- _Short exercise 1_
Decide whether each statement agrees with the energy article below, answering yes or no and quoting the deciding words: (a) US production rose from 6.7 to 17.2 million barrels per day over the last twelve years; (b) Saudi Arabia is called the second largest producer in the world; (c) oil reserves are put at another 49 years.
- _Short exercise 2_
In the energy article below, copy the passage starting with "A map of the" and going on through "destroy the coasts.", keeping every word unchanged.

- _Extract to read_
◆ ◆ ◆ ◆ ◆

A map of the planet, starting from its energy sources, to understand the reasons for the conflicts in the world
By Alberto Ferrucci
Published in Città Nuova 24/01/2020
If energy is essential for economic development, energy from fossil fuels is proving downright deadly for the planet: this is demonstrated by the accelerated melting of the polar ice caps, the wildfires in California and Australia, so vast that they can no longer be contained with helicopters or Canadair aircrafts which make use of water bombing, and wind storms that destroy entire forests and raise waves that destroy the coasts.
However, it is not easy to do without fossil fuels: the large quantity of renewable energy being produced today does not replace that of mineral origin, because first it must compensate for the ever increasing energy demand, especially in Asian nations, growing both in terms of population and standard of living.
To this we must add the contradiction of China as well, where while a huge airport run entirely on green energy is being inaugurated and the country excels in transport with high-speed trains, as in the case with India, total coal consumption still continues to increase.
Oil is therefore still the main protagonist, and its production is actually slightly growing: 94.5 million barrels are extracted per day, with reserves for another 49 years. Crude oil continues to guide the logic of international politics, especially since fracking was discovered as a new method of extraction, which in the last twelve years has increased the production of the United States from 6.7 to 17.2 million barrels per day.
The introduction of fracking oil has lead to a production surplus, which in a free market should have induced a price reduction, like in the 1980s, when the price fell to 7 dollars a barrel: back then the collapse deprived many developing countries with the revenues they needed and hit the USSR, which based its economy on the huge currency revenues from its export of raw materials, especially hard; that collapse created the economic conditions for its fall.
When the price of oil fell from 60 to 25 dollars a barrel due to fracking a few years ago, fearing that history would repeat itself, President Putin proposed for the first time to a nation Russia hitherto wasn’t exactly friendly with, namely Saudi Arabia, the third largest producer in the world, to sign a production reduction agreement that would bring the price back to 65 dollars.
However, no reduction agreements of any kind are possible with US extraction companies, which in recent years have heavily indebted themselves in order to increase production in a downright paroxysmal way, 1.7 million barrels more per day only this past year; it was up to their friend and president, Trump, to find a market for their oil, preventing them from bursting into another huge financial bubble.

◆ ◆ ◆ ◆ ◆

Stored items from a collection:
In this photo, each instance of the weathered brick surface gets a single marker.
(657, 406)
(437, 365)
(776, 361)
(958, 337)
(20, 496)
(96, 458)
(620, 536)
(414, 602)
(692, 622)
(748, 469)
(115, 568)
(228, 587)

◆ ◆ ◆ ◆ ◆

- _Problem solution 1_
(a) Yes: "in the last twelve years has increased the production of the United States from 6.7 to 17.2 million barrels per day"
(b) No: "Saudi Arabia, the third largest producer in the world"
(c) Yes: "with reserves for another 49 years"

- _Problem solution 2_
A map of the planet, starting from its energy sources, to understand the reasons for the conflicts in the world
By Alberto Ferrucci
Published in Città Nuova 24/01/2020
If energy is essential for economic development, energy from fossil fuels is proving downright deadly for the planet: this is demonstrated by the accelerated melting of the polar ice caps, the wildfires in California and Australia, so vast that they can no longer be contained with helicopters or Canadair aircrafts which make use of water bombing, and wind storms that destroy entire forests and raise waves that destroy the coasts.